提供された抜粋 |
筏釣り 第三章 堂の裏(その2)

釣りは殆どがそうであるように、時期というものがあります。
その日は9月頃に大物が釣れると聞いて釣行した日の事です。
竿は2本用意しています。
一本は、テトラのガシラ狙い用の竿で、中通しの5号重りを通して、
シラサエビを餌にし置き竿にしました。
メインのチヌ竿はちゃんと竿受けにセットしています。
置き竿は、合間・合間に見れば「びくびく」しているのが分かるでしょう。
それからでも遅くはありません。・・えっ、何を狙っているのかって?
それは、舞鶴でサナギを餌にした置き竿で、チヌが釣れたことを思い出したから。
ダンゴの練り方は慎重にしました。最初は硬めに。
最初から柔らかくしてしまったら、もうどうしようも有りません。
硬い分には後から水分を追加すればOKですから。(ちゃんと、学習したでしょう!)
それに市販のサナギも購入していましたので、それも混ぜ合わせています。

「今日こそ絶対爆釣だ」と期待して神経を集中しています。
なかなか釣れませんでしたが、そのうちに置き竿が、ずっずっとずれました。
ハッとして竿を押さえます。
竿を引っ張って行くような奴は、ものすごい大物に違いありません。

「おっ!歳無し(50cm以上のチヌのこと)か」
「いや、なんかおかしいで。全然引かへん。これ魚かな?

提供データ |
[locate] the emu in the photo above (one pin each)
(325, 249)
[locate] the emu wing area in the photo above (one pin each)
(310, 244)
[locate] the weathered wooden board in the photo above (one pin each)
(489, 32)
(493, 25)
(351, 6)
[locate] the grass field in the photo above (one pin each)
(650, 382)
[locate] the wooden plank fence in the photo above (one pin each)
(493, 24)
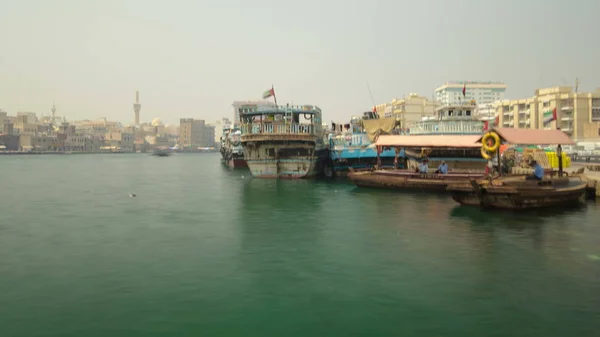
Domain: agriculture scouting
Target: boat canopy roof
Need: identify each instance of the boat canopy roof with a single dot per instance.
(447, 141)
(532, 136)
(283, 109)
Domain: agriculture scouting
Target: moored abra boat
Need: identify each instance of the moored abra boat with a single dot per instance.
(285, 142)
(351, 147)
(517, 191)
(463, 147)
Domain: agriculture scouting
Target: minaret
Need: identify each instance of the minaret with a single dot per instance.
(137, 107)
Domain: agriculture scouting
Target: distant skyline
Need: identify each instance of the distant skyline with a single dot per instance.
(194, 58)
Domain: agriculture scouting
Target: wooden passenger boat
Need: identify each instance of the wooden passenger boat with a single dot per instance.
(463, 148)
(409, 179)
(518, 193)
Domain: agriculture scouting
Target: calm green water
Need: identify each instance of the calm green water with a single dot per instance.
(203, 251)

課題と練習 |
1/ 筏釣りの文章の「最初から柔らかくしてしまったら、もうどうしようも有りません。」から「なかなか釣れませんでしたが、そのうちに置き竿が、ずっずっとずれました。」までを、一字も変えずに書き出してください。
2/ 筏釣りの文章では、テトラのガシラ狙い用の竿に何を餌として付けましたか。
3/ 筏釣りの文章を、最後に示された一文の後から書き継いでください。

課題別の解答 |
1/
最初から柔らかくしてしまったら、もうどうしようも有りません。
硬い分には後から水分を追加すればOKですから。(ちゃんと、学習したでしょう!)
それに市販のサナギも購入していましたので、それも混ぜ合わせています。

「今日こそ絶対爆釣だ」と期待して神経を集中しています。
なかなか釣れませんでしたが、そのうちに置き竿が、ずっずっとずれました。

2/ シラサエビです。

3/
ラインは出て行くけど、全然手応えないわ!なんかに絡んだか、
それともサメかな、頑張ったらラインが切れそうや・・・
もうええわ、ライン切ったる!!

「おい!よせよせ、目の下二〜三尺の真鯛やったらどうすんねん。
この辺にはそんなんおるでぇ」

「えっほんまかいな!」
これは慎重にならざるを得ませんが、何としても上がりません。
ラインは出て行くばっかりで、切れそうになるまで頑張って
押さえてもびくともしません。
そのうちに、20m程前でなにやら、水面から「ジャンプ」しました。

・・・・・・・・・・・・・・・・・・・・・・・・・
皆さん何だと思います?
またまた、このおかげで、あとでちょっとした話題の主になってしまいました。
分かりますか。
・・・・・・・・・・・・・・・・・・・・・・・・・

実は「エイ」でした。
今までは下向きに延びていたラインが、そのジャンプした
「エイ」のあとを追いかけるように、角度が変わり延びてゆきます。
さっきまで「大鯛や!」と周りで騒いでいた釣友の目が冷たく変わります。

「なんや!あれか?」の言葉を最後に釣友達は、自分の釣りに戻ってゆきました。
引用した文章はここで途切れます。